Goal of the exercise:
Reproduce every entry exactly as written.

Data for the task:
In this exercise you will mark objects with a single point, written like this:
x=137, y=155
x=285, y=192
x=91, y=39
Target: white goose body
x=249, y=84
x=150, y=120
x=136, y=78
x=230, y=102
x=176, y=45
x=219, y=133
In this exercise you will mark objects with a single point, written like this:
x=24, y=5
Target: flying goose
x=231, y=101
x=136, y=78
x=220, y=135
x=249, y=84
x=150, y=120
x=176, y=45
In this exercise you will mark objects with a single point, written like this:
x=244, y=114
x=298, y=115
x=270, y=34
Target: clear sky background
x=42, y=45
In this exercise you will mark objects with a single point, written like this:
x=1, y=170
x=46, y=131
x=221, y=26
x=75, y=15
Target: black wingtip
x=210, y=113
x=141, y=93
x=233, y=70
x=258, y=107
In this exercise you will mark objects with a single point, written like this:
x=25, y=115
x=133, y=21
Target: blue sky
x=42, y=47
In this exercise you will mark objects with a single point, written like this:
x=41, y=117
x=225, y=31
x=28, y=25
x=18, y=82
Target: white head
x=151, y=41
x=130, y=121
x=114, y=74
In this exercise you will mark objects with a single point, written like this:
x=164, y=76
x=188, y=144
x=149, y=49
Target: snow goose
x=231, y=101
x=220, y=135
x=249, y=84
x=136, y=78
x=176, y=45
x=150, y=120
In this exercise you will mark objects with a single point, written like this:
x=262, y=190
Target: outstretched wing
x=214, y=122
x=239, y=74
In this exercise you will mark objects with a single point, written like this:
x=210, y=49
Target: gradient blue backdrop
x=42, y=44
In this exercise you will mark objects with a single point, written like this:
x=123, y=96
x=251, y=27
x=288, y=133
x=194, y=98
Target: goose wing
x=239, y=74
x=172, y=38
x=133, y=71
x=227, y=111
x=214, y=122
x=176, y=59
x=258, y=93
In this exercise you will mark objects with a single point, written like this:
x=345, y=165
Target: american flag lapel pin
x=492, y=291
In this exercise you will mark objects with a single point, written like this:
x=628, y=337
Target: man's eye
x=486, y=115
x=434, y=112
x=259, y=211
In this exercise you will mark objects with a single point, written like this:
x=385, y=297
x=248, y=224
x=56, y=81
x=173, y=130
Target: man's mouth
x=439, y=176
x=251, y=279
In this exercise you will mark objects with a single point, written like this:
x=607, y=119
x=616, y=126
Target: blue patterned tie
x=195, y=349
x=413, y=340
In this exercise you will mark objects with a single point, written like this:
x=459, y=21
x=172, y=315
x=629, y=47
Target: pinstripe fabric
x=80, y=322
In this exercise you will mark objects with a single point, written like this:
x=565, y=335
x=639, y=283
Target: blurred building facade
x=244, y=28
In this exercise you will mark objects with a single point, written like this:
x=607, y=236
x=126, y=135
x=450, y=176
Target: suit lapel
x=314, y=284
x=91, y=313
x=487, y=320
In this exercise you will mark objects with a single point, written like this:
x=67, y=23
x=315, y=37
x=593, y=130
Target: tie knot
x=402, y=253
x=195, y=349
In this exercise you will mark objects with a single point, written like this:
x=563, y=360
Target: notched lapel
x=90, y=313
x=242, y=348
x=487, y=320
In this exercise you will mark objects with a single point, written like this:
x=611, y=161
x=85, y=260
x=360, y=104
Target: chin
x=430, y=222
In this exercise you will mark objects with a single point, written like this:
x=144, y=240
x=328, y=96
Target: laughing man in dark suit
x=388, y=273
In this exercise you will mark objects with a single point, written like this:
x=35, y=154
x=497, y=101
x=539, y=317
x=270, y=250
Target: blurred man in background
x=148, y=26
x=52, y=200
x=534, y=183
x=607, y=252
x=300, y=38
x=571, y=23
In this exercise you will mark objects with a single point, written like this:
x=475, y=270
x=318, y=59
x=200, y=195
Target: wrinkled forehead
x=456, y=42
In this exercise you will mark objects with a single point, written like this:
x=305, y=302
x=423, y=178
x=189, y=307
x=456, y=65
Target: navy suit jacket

Written response:
In this exercise you will mark objects with a single point, written like this:
x=137, y=155
x=285, y=192
x=91, y=39
Target: white goose body
x=249, y=84
x=150, y=120
x=136, y=78
x=230, y=102
x=176, y=45
x=219, y=133
In this exercise you will mark objects with a single point, written like this:
x=24, y=5
Target: flying goose
x=231, y=101
x=136, y=78
x=220, y=135
x=249, y=84
x=150, y=120
x=176, y=45
In this exercise you will mark objects with a single point, written like this:
x=244, y=114
x=298, y=115
x=270, y=34
Target: clear sky background
x=42, y=45
In this exercise you will mark objects with a single point, written like this:
x=1, y=170
x=46, y=131
x=221, y=26
x=75, y=15
Target: black wingtip
x=210, y=113
x=141, y=93
x=233, y=70
x=258, y=107
In this exercise you will mark objects with a single point, written like this:
x=25, y=115
x=133, y=21
Target: blue sky
x=42, y=47
In this exercise you will mark objects with a single point, written like this:
x=41, y=117
x=225, y=31
x=28, y=25
x=18, y=82
Target: white head
x=151, y=41
x=130, y=121
x=114, y=74
In this exercise you will mark objects with a single point, written like this:
x=164, y=76
x=188, y=144
x=149, y=49
Target: snow goose
x=231, y=101
x=220, y=135
x=249, y=84
x=136, y=78
x=176, y=45
x=150, y=120
In this exercise you will mark objects with a single point, written like this:
x=262, y=190
Target: outstretched wing
x=214, y=122
x=239, y=74
In this exercise you will mark objects with a single point, written like this:
x=210, y=49
Target: gradient blue backdrop
x=42, y=44
In this exercise you will mark objects with a single point, written like this:
x=123, y=96
x=251, y=27
x=288, y=133
x=194, y=98
Target: goose wing
x=239, y=74
x=172, y=38
x=133, y=71
x=227, y=111
x=214, y=122
x=176, y=59
x=258, y=93
In this exercise you will mark objects with a single point, written like this:
x=345, y=165
Target: american flag lapel pin
x=492, y=291
In this exercise you will mark objects with a single point, written like this:
x=628, y=337
Target: man's eye
x=486, y=115
x=434, y=112
x=259, y=211
In this exercise you will mark objects with a single point, written like this:
x=385, y=297
x=248, y=224
x=56, y=81
x=173, y=130
Target: man's mouth
x=439, y=176
x=251, y=279
In this exercise you will mark objects with a single point, written like this:
x=607, y=119
x=616, y=126
Target: blue patterned tie
x=195, y=349
x=413, y=340
In this exercise you will mark objects with a single point, written like this:
x=459, y=21
x=172, y=315
x=629, y=47
Target: pinstripe fabric
x=80, y=322
In this exercise you will mark objects with a single point, written like this:
x=565, y=335
x=639, y=283
Target: blurred building facade
x=244, y=28
In this exercise you will mark objects with a single point, written like this:
x=607, y=236
x=126, y=135
x=450, y=176
Target: suit lapel
x=314, y=284
x=91, y=313
x=487, y=320
In this exercise you will mark objects with a single point, written like this:
x=67, y=23
x=315, y=37
x=593, y=130
Target: tie knot
x=402, y=253
x=195, y=349
In this exercise you will mark objects with a single point, written like this:
x=563, y=360
Target: notched lapel
x=90, y=313
x=242, y=348
x=487, y=320
In this exercise you will mark objects with a single point, written like this:
x=611, y=161
x=85, y=260
x=360, y=104
Target: chin
x=430, y=222
In this exercise you will mark objects with a single point, written like this:
x=144, y=240
x=328, y=96
Target: laughing man in dark suit
x=388, y=273
In this exercise you will mark objects with a single point, written like this:
x=35, y=154
x=497, y=101
x=539, y=317
x=270, y=250
Target: blurred man in background
x=148, y=26
x=52, y=200
x=534, y=183
x=607, y=252
x=300, y=38
x=571, y=23
In this exercise you will mark objects with a single point, written like this:
x=475, y=270
x=318, y=59
x=200, y=195
Target: wrinkled forehead
x=456, y=42
In this exercise you will mark objects with a single point, written like this:
x=305, y=302
x=423, y=178
x=189, y=307
x=456, y=65
Target: navy suit jacket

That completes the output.